LESETEXT
◇ ◇ ◇ ◇ ◇
In Peru waren wir hauptsächlich auf sehr ausgetretenen Touristenpfaden unterwegs: Cuzco, Machu Picchu, Titicacasee, alles keine Geheimtipps. Dort sind die Zeiten des Backpacking mit echtem Abenteuer vorbei, dafür kommen mittlerweile (auch in der Vorsaison) zu viele Besucher. Trotzdem ist Peru zwei Ecken weiter – und erst recht im ländlichen Raum – zum Glück noch ein ganz normales und sehr liebenswertes Land. Und egal wo, Peru bot (soviel können wir vorweg nehmen) kulinarisch die beste Küche der andinen Staaten.
◇ ◇ ◇ ◇ ◇
VORLIEGENDE DATEN
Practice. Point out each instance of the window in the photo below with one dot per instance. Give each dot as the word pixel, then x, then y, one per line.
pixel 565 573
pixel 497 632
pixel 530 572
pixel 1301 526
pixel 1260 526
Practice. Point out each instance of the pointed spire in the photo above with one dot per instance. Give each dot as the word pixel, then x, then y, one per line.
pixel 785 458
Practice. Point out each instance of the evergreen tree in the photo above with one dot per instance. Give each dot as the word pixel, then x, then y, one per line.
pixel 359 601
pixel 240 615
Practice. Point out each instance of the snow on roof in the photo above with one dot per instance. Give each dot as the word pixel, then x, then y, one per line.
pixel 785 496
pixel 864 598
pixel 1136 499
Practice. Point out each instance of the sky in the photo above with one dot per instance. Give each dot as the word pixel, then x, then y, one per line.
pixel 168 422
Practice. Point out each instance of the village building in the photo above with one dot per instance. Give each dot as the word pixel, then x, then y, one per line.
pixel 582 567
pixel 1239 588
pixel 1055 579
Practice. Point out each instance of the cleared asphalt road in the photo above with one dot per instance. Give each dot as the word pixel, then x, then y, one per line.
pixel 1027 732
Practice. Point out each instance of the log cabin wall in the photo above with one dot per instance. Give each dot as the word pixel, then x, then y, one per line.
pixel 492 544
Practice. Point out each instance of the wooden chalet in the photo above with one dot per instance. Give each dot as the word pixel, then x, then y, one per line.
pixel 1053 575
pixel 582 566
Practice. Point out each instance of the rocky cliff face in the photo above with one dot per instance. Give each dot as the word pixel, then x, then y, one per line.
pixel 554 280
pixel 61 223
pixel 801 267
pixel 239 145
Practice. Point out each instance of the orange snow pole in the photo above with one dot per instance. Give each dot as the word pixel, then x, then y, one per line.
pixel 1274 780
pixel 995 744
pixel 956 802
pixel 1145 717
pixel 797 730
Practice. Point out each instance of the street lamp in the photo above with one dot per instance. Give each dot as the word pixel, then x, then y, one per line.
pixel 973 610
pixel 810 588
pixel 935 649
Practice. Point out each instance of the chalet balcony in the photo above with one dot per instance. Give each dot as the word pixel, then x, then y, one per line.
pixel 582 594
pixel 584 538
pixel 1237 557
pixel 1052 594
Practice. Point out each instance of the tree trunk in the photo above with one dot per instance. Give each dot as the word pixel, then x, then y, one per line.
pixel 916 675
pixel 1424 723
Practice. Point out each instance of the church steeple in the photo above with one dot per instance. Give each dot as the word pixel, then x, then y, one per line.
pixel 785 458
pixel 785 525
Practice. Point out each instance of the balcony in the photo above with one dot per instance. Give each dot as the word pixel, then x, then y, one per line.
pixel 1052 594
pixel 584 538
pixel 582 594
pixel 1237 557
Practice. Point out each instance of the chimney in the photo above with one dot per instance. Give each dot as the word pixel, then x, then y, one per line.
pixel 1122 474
◇ ◇ ◇ ◇ ◇
AUFGABE 1
Zitieren Sie aus dem Text über Peru die Stelle zwischen „In Peru waren“ und „der andinen Staaten.“, beide Angaben eingeschlossen.
AUFGABE 2
Welche Reiseziele führt der Text über Peru als sehr ausgetretene Touristenpfade auf?
AUFGABE 3
Setzen Sie den Text über Peru im Anschluss an seinen letzten Satz fort.

ENDERGEBNIS 1
In Peru waren wir hauptsächlich auf sehr ausgetretenen Touristenpfaden unterwegs: Cuzco, Machu Picchu, Titicacasee, alles keine Geheimtipps. Dort sind die Zeiten des Backpacking mit echtem Abenteuer vorbei, dafür kommen mittlerweile (auch in der Vorsaison) zu viele Besucher. Trotzdem ist Peru zwei Ecken weiter – und erst recht im ländlichen Raum – zum Glück noch ein ganz normales und sehr liebenswertes Land. Und egal wo, Peru bot (soviel können wir vorweg nehmen) kulinarisch die beste Küche der andinen Staaten.

ENDERGEBNIS 2
Cuzco, Machu Picchu, Titicacasee

ENDERGEBNIS 3
Touristische Parallelwelt
Die Attraktionen in Peru sind wirklich sehenswert und entsprechend viele Besucher ziehen sie auch an. Der Tourismus scheint zu boomen und erzeugt damit an den Hauptsehenswürdigkeiten eine touristische Parallelwelt, die nichts mit dem echten Peru zu tun hat. Im Zentrum von Cuzco oder in Aguas Calientes ist alles auf die Reisenden ausgerichtet und die Preise sind für die meisten Peruaner unerschwinglich hoch. Die Besucher sind also unter sich. Tourismus ist ein sehr wichtiger Wirtschaftszweig und natürlich möchten viele Einheimische (und auch Ausländer) mitverdienen.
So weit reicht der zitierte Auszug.